## [EXERCISE BRIEF]
Copy each line of the data that has "rock" in it.

## [PROVIDED DATA]
"""

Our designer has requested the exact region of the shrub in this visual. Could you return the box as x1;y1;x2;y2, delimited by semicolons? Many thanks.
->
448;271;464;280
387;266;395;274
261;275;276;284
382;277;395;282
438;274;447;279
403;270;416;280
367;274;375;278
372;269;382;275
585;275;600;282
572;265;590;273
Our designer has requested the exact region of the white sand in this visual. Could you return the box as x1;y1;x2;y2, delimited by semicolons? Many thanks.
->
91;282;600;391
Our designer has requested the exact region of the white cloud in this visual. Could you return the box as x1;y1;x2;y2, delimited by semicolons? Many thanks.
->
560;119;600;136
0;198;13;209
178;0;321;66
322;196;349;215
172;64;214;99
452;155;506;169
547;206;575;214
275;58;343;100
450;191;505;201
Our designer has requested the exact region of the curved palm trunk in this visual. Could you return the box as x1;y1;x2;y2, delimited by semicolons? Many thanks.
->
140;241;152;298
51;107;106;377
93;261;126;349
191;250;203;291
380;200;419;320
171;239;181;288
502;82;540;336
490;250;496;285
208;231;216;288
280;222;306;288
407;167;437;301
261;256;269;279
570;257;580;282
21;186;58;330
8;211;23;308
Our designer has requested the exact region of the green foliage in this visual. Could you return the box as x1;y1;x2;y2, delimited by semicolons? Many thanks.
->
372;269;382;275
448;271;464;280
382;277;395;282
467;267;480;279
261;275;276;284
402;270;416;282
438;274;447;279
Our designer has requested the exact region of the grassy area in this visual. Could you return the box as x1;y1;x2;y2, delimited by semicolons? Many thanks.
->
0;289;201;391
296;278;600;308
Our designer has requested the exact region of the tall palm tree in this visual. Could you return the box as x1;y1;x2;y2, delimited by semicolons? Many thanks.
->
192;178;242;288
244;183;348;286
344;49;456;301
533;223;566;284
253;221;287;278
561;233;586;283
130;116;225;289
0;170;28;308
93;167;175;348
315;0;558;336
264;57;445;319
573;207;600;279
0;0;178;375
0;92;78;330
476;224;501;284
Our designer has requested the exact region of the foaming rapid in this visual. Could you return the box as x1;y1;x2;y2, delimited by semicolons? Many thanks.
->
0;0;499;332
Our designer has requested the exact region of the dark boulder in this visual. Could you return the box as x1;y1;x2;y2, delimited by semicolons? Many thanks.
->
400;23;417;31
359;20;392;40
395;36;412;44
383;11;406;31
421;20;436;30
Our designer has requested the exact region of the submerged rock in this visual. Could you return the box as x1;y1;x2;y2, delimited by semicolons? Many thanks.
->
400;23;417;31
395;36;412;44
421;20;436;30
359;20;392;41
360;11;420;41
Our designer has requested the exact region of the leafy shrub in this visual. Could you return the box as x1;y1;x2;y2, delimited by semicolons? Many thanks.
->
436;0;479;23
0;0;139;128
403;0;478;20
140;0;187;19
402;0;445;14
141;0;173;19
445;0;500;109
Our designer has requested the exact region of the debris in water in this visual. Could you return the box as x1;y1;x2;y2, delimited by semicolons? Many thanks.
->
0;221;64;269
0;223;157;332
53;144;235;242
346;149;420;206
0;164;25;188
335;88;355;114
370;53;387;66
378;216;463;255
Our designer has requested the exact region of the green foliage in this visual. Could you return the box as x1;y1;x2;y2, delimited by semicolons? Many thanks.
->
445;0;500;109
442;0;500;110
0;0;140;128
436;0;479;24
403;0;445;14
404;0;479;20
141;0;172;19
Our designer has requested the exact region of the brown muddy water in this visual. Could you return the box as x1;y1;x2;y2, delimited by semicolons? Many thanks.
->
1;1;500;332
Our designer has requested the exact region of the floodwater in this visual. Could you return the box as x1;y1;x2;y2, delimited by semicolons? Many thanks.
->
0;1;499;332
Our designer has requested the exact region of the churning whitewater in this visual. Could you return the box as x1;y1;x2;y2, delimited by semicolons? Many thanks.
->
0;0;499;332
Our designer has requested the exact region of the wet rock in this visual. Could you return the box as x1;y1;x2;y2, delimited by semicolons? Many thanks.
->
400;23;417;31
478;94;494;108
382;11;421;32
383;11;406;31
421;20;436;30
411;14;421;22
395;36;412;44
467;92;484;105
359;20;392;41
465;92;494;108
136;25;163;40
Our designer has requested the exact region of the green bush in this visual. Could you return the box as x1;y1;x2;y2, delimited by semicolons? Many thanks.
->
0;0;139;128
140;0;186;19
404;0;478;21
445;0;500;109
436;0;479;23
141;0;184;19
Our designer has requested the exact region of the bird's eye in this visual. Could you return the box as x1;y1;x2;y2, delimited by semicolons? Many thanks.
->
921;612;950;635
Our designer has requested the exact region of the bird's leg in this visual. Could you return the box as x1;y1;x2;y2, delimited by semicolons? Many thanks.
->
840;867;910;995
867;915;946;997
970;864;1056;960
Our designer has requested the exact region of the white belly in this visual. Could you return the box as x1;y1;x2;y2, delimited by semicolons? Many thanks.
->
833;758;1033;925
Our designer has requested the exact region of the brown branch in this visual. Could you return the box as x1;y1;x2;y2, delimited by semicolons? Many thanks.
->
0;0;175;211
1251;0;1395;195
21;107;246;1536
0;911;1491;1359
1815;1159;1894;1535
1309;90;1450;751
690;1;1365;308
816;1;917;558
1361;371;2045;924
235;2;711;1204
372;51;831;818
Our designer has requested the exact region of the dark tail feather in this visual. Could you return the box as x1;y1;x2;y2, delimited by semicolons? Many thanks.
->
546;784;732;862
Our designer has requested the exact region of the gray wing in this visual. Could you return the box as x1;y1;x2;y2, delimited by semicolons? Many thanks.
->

"""

## [ANSWER TO THIS TASK]
Our designer has requested the exact region of the submerged rock in this visual. Could you return the box as x1;y1;x2;y2, delimited by semicolons? Many thanks.
Our designer has requested the exact region of the wet rock in this visual. Could you return the box as x1;y1;x2;y2, delimited by semicolons? Many thanks.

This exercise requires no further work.